(Source records)

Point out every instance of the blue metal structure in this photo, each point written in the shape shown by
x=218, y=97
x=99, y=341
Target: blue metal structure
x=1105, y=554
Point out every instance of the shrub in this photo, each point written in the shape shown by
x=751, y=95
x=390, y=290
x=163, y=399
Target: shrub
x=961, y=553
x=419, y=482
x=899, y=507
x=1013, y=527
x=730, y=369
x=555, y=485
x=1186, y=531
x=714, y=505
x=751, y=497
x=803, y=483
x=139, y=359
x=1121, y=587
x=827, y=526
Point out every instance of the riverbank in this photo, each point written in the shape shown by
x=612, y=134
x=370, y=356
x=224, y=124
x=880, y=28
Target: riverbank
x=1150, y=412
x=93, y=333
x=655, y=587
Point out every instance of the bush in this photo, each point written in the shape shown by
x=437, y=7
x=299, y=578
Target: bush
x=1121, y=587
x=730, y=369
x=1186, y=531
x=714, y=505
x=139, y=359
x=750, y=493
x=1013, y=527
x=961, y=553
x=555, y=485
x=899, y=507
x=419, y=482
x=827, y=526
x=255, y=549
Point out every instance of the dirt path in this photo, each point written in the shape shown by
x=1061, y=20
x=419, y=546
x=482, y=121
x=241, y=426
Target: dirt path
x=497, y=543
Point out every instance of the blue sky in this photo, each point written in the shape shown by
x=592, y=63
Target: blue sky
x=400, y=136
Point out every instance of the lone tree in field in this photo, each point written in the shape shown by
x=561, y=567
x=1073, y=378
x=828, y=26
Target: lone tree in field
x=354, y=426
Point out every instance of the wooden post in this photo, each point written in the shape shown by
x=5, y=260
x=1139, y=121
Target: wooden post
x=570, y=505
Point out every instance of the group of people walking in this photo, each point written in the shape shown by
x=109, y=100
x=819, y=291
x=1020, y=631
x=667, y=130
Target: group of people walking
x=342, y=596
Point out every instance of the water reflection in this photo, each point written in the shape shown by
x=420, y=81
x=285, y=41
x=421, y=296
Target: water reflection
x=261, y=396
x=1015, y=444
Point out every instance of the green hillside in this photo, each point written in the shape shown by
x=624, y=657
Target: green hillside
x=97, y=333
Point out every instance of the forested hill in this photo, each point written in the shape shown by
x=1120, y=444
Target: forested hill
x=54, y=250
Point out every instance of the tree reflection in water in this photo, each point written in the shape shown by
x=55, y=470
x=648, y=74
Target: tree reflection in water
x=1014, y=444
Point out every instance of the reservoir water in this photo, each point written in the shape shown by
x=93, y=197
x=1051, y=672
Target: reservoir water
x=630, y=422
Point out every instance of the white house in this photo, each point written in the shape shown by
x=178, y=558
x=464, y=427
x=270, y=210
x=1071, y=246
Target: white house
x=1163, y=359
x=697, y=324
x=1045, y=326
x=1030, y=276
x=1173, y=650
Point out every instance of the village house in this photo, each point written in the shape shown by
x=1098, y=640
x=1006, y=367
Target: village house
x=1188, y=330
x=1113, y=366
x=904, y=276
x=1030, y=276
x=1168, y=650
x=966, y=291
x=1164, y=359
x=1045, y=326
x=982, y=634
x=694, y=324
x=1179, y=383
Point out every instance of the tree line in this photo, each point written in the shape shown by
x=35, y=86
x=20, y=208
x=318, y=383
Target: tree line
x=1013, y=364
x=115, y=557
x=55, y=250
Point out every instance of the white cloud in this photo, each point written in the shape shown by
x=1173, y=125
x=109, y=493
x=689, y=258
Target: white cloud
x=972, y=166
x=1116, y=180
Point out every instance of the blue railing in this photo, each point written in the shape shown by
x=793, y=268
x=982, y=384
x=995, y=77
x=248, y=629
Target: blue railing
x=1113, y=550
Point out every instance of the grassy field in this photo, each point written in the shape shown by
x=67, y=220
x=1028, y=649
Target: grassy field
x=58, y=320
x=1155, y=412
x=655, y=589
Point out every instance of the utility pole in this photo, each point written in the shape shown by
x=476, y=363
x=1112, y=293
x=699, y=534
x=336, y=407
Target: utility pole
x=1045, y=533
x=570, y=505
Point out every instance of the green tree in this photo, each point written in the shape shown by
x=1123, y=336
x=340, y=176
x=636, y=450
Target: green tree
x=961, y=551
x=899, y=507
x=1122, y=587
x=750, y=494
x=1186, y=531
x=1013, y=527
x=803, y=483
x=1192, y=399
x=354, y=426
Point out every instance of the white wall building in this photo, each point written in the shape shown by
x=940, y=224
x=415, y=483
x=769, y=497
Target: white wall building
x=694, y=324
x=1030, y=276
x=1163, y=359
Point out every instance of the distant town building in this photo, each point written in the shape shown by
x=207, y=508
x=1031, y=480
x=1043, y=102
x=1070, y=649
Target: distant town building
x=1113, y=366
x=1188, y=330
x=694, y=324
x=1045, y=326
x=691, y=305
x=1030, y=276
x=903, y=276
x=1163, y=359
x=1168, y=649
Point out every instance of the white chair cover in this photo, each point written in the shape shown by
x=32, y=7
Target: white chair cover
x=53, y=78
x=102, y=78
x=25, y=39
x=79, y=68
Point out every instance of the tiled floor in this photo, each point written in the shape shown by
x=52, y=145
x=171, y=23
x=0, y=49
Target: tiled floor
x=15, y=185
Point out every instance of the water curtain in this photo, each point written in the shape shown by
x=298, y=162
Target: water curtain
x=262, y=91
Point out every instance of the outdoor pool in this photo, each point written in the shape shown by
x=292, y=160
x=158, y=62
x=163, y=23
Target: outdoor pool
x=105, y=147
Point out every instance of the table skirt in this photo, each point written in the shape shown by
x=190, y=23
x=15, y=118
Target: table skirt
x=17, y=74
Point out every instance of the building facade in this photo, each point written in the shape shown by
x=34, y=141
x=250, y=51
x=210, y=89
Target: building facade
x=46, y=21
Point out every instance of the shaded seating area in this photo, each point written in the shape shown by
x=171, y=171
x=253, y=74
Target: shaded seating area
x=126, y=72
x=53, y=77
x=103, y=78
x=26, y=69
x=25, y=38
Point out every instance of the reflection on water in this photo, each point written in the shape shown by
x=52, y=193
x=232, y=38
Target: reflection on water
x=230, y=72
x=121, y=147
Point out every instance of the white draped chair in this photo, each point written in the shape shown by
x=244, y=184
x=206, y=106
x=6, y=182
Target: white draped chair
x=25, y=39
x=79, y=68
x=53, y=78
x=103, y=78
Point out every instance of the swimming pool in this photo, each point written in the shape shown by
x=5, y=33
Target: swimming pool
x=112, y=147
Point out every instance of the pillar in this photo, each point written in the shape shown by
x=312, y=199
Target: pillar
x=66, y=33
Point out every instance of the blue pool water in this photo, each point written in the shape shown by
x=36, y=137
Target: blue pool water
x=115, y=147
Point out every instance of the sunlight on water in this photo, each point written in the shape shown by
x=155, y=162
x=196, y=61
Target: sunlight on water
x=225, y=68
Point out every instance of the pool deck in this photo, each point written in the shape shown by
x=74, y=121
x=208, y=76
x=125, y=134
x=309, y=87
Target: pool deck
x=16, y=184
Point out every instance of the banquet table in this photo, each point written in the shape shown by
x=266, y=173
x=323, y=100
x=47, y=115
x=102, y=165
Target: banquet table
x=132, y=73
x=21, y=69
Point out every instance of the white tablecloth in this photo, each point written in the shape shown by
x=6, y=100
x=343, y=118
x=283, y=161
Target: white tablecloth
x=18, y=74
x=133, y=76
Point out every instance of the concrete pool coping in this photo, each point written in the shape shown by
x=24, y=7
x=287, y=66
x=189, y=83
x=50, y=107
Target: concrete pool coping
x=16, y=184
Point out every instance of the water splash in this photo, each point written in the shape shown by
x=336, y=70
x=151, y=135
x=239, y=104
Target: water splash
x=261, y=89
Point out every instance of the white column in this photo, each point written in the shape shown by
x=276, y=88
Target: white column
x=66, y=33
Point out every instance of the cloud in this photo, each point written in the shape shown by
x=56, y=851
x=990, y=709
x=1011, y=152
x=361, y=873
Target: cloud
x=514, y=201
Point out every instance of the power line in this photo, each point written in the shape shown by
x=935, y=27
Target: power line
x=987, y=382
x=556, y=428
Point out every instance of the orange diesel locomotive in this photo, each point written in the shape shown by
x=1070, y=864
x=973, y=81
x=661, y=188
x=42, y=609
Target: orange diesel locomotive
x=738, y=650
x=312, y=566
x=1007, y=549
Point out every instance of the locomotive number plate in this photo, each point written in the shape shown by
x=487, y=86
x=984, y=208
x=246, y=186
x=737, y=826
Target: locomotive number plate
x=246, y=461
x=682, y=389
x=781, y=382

#### To do
Render the lines of the records from the one containing "Point out every instance of the orange" through the last line, both included, as a JSON list of strings with one string per line and blank lines omitted.

#### The output
[
  "Point out every instance of the orange diesel locomotive in this photo, each point written in the shape shown by",
  "x=1070, y=864",
  "x=973, y=81",
  "x=661, y=188",
  "x=42, y=609",
  "Target: orange diesel locomotive",
  "x=738, y=650",
  "x=312, y=566",
  "x=1007, y=549",
  "Point out every instance of the locomotive number plate in this photo, each point written in the shape shown by",
  "x=487, y=86",
  "x=984, y=208",
  "x=246, y=186",
  "x=737, y=826",
  "Target: locomotive number plate",
  "x=246, y=461",
  "x=682, y=389",
  "x=781, y=382"
]